─── ARTICLE

The District Court based its finding that the City intentionally discriminated against the handicapped on four considerations: that the City characterized AFC homes as a multiple-family use without inquiring into such homes' similarity to families; that the City enforced the ban on for-profit uses against Mortenview even though it tolerated other home businesses in the immediate area; that City officials' comments reflected a paternalistic and discriminatory attitude toward the handicapped; and that the City's 1981 declaratory judgment suit to prevent another AFC home from operating was historical evidence of the City's discriminatory animus--evidence that was not rebutted by the City's willingness to rezone another twelve-resident AFC facility from single-family to multiple-family use. Id. at 436.

27

The Court also held that the City had failed to make reasonable accommodations. The Court found that "AFC homes are often the only means by which disabled adults are able to live in single-family type homes in residential communities," id. at 426,6 a finding given this Court's imprimatur in the first appeal. See Smith & Lee, 13 F.3d at 931 (noting that "the handicapped may have little choice but to live in a commercial home if they desire to live in a residential neighborhood.").

28

The Court found a shortage of AFC homes for the elderly disabled in the Taylor area. It found that there were only three AFC homes serving the elderly disabled and that only one of them, Mortenview, was located in a single-family neighborhood. Id. at 438. It also found that Mortenview has a waiting list of elderly disabled individuals who desire to live there. Id. Finally, the Court credited expert testimony that, over the next thirty-five years, the number of older adults living in the State of Michigan who suffer from dementia would increase by seventy-seven percent. Id.

──────

• _SHORT TASK 1_: Please copy the stretch of the court opinion from "The Court found a" through "seventy-seven percent. Id.", renaming "elderly disabled" to "disabled elderly" wherever it appears.
• _SHORT TASK 2_: According to the court opinion, how many AFC homes in the Taylor area served the elderly disabled?

─── MATERIAL

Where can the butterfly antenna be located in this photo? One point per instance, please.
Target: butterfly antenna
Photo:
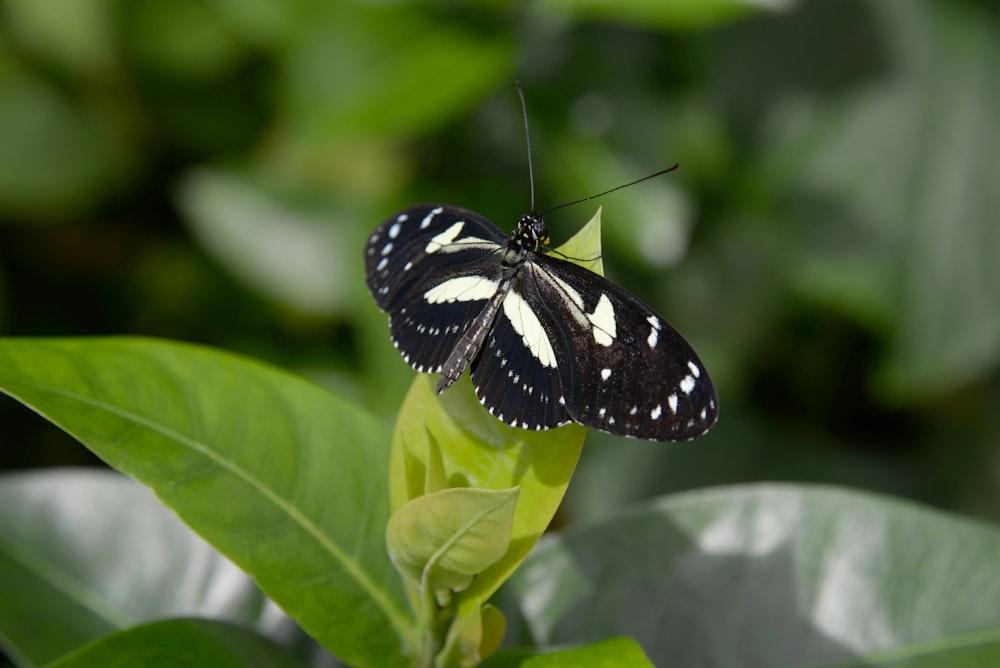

──────

• _FINISHED ANSWER 1_:
The Court found a shortage of AFC homes for the disabled elderly in the Taylor area. It found that there were only three AFC homes serving the disabled elderly and that only one of them, Mortenview, was located in a single-family neighborhood. Id. at 438. It also found that Mortenview has a waiting list of disabled elderly individuals who desire to live there. Id. Finally, the Court credited expert testimony that, over the next thirty-five years, the number of older adults living in the State of Michigan who suffer from dementia would increase by seventy-seven percent. Id.

• _FINISHED ANSWER 2_: Three.